Data items:
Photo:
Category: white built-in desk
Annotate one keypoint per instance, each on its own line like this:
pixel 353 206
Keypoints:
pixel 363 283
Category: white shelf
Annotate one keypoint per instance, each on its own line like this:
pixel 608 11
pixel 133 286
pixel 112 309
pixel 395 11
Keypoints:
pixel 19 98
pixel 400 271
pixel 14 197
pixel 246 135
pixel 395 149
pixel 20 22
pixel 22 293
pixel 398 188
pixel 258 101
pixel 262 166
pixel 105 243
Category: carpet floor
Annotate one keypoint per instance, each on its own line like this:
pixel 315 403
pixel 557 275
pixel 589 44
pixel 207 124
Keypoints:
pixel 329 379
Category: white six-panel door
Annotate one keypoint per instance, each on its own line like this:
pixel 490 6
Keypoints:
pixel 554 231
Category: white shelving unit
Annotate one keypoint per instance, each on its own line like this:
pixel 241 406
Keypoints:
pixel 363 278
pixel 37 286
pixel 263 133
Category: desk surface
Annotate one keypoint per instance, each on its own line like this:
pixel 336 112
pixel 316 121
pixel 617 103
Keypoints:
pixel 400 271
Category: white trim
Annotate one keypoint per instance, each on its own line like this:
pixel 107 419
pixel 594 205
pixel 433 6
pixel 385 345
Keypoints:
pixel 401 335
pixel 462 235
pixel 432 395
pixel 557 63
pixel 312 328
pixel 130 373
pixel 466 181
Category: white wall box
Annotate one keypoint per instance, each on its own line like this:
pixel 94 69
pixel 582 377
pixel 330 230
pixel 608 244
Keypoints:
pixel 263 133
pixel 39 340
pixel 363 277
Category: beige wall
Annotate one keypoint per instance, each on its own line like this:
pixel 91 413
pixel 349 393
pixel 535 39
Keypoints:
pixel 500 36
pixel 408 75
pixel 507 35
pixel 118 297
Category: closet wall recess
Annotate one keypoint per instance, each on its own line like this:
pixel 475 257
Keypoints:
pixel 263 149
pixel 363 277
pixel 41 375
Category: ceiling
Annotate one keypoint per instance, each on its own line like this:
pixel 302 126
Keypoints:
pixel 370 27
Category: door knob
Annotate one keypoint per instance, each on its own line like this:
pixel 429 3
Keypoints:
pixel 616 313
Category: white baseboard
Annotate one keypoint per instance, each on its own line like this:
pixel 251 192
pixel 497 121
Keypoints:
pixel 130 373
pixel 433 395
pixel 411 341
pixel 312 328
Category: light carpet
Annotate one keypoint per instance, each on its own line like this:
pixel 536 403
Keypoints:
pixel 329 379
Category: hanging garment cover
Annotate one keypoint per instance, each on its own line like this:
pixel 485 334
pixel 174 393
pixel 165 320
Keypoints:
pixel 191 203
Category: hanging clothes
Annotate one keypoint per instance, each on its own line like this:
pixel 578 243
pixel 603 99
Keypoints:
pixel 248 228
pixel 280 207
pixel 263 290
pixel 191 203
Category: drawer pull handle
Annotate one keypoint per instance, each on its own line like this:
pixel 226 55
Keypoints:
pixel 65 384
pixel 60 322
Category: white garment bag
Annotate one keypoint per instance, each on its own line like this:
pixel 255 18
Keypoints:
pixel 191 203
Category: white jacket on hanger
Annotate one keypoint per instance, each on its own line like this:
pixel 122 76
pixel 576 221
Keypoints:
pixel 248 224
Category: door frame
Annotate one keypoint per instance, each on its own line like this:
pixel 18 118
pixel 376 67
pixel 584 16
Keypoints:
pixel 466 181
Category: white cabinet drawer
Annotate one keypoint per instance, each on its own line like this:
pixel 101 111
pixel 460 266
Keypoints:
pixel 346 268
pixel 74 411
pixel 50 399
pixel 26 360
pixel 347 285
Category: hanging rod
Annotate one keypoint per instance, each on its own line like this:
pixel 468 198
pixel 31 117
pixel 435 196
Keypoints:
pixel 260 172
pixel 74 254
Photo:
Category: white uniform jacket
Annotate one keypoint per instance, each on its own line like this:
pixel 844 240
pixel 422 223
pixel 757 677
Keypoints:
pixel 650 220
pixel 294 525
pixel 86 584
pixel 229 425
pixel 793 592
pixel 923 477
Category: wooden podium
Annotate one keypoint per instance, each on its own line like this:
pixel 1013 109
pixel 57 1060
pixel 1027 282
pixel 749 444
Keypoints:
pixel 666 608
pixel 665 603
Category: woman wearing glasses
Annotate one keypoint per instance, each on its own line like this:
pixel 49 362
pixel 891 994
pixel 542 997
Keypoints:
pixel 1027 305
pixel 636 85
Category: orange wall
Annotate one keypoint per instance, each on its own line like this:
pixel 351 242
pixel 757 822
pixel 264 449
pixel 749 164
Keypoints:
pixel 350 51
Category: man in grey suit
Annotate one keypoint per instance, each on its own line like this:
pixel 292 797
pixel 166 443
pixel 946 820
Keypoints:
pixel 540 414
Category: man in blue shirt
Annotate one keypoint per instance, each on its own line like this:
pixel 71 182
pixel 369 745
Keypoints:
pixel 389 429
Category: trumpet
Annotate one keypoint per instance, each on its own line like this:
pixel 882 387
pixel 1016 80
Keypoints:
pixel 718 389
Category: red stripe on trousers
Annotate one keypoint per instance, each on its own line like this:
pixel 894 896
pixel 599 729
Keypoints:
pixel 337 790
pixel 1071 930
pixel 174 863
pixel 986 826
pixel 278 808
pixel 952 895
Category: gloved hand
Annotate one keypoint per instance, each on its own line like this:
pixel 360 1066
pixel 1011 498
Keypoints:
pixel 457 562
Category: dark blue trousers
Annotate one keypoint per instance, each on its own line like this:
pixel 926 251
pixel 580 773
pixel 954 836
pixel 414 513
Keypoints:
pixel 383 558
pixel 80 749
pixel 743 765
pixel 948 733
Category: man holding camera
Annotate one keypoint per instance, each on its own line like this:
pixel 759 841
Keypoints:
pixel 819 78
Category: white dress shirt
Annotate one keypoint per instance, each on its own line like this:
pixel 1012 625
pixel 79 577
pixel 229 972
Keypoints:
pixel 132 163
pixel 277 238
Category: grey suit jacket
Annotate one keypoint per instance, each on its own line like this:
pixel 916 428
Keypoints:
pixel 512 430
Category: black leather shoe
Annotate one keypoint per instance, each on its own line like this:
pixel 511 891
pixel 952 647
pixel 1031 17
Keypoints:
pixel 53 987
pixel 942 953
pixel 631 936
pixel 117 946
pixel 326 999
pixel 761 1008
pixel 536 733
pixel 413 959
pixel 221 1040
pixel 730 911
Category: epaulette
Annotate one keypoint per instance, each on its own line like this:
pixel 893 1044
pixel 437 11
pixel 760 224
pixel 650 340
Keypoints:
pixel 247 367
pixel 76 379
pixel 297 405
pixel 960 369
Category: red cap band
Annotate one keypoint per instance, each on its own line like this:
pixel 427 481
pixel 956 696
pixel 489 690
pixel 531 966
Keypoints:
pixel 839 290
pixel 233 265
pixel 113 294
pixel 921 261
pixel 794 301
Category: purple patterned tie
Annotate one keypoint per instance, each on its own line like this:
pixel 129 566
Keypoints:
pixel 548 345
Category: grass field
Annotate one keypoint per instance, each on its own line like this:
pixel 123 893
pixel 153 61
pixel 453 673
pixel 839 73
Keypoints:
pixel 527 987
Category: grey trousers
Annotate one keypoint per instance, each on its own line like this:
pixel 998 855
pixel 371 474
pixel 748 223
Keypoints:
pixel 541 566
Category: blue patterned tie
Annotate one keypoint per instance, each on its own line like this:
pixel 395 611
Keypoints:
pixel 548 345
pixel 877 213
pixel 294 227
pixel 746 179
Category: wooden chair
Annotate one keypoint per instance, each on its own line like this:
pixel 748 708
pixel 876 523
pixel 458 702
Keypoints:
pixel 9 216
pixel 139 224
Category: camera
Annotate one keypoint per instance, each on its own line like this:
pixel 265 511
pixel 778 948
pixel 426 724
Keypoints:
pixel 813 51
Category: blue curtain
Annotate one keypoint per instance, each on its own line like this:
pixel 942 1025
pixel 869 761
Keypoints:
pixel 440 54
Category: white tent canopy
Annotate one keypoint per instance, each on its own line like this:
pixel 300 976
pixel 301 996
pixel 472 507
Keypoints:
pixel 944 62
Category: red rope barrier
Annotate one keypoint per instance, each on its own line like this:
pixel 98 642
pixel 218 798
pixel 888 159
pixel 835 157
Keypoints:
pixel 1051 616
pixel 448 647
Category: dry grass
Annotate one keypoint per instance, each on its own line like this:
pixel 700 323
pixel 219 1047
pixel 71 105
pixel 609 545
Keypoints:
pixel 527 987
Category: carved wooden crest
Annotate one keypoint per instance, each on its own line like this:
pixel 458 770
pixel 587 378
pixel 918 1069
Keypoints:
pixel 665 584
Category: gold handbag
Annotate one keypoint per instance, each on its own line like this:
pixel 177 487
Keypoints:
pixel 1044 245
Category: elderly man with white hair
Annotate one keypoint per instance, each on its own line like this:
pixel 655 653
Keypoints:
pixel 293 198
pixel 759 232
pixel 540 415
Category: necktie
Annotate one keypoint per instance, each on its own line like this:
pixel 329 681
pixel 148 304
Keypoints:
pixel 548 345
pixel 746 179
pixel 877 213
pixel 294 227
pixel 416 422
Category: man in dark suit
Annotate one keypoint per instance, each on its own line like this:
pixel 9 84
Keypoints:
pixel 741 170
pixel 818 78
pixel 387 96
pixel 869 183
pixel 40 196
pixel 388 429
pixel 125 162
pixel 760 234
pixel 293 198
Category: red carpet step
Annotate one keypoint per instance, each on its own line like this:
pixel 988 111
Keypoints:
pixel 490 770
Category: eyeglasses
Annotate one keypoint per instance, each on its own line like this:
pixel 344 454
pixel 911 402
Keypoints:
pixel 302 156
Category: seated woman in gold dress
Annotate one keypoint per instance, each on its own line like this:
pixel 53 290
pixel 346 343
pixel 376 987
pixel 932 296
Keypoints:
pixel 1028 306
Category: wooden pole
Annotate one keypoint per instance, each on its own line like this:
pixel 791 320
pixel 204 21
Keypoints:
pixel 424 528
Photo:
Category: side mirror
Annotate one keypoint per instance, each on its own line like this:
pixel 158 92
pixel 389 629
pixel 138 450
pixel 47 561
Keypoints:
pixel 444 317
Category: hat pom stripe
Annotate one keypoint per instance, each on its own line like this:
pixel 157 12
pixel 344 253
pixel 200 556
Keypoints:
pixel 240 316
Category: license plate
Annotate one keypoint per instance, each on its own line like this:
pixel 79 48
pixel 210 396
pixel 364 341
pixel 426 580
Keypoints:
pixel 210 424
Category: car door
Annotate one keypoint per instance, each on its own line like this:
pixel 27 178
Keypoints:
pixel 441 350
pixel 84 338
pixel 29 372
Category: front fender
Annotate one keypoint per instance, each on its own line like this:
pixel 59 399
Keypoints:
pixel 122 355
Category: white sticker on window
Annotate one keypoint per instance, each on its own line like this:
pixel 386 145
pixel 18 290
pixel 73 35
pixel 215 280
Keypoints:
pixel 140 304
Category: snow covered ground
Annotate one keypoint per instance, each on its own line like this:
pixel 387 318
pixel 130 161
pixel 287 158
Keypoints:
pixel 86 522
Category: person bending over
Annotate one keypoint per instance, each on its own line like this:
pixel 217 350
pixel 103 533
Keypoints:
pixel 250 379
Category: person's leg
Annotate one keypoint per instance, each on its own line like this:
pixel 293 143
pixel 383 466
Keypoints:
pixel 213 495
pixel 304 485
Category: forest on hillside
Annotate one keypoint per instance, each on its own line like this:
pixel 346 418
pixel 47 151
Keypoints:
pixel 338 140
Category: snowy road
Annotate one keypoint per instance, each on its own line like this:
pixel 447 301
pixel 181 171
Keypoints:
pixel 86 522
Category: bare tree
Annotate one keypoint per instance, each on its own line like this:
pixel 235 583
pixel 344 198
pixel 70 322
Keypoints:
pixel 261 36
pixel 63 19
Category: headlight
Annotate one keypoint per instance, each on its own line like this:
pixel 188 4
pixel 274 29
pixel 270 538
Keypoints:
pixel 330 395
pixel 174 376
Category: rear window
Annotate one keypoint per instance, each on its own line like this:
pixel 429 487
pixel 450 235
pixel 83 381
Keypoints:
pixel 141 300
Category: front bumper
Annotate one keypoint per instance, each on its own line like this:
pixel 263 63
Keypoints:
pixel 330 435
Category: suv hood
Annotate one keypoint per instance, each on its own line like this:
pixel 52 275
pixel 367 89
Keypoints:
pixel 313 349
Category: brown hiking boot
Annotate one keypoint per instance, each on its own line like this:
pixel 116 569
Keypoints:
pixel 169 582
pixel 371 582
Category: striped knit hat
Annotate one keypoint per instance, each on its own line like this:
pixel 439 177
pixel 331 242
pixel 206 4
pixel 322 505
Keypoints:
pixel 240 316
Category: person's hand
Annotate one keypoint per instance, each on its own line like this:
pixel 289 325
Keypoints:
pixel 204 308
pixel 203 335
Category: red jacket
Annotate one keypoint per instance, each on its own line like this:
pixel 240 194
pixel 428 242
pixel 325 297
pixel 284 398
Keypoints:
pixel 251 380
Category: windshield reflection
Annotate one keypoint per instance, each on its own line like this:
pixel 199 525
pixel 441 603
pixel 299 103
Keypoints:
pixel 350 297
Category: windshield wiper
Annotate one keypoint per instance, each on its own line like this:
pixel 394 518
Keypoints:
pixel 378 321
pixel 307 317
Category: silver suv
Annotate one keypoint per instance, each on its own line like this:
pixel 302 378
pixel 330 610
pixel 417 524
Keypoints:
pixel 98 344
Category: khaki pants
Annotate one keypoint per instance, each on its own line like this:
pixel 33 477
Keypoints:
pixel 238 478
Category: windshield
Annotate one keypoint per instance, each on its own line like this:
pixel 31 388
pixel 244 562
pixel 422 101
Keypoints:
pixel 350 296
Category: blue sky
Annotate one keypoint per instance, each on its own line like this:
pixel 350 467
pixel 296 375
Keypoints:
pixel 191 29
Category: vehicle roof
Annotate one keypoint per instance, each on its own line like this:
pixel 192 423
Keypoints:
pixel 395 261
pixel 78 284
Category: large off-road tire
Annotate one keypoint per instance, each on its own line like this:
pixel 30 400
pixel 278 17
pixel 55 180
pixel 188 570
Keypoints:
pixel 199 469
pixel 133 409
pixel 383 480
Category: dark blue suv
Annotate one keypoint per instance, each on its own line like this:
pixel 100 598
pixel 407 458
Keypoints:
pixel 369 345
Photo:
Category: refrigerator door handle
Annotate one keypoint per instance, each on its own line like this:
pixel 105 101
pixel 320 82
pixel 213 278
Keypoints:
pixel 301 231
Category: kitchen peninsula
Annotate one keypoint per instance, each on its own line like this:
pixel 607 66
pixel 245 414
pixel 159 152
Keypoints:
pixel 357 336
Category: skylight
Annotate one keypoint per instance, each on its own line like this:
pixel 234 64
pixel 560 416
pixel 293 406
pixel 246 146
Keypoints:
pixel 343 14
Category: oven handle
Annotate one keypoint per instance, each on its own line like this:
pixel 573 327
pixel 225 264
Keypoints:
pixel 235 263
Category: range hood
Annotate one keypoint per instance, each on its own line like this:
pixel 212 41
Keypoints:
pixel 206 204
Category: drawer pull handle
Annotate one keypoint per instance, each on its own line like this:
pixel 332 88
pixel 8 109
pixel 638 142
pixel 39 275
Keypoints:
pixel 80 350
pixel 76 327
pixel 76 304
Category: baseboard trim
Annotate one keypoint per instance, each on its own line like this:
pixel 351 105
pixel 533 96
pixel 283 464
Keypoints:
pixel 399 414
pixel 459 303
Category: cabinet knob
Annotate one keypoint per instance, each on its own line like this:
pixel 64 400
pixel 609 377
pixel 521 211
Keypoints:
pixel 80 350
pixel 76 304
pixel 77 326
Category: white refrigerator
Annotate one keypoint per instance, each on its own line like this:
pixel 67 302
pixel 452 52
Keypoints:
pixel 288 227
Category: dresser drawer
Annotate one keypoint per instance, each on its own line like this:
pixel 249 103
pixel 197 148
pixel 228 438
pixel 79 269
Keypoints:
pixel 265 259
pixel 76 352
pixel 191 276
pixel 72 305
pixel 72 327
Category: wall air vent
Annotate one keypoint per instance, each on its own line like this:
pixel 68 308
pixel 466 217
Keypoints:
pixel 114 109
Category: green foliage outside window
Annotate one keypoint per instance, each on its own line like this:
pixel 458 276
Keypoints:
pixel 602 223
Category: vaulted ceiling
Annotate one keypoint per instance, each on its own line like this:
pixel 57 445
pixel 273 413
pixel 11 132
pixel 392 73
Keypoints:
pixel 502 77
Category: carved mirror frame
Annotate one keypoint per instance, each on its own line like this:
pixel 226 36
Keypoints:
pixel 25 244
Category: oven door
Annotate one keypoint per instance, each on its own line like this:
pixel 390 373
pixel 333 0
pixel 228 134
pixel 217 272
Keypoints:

| DESCRIPTION OF THE TASK |
The lines to return are those in the entries above that hold "carpet".

| COMPLETED TASK |
Category: carpet floor
Category: light carpet
Category: red carpet step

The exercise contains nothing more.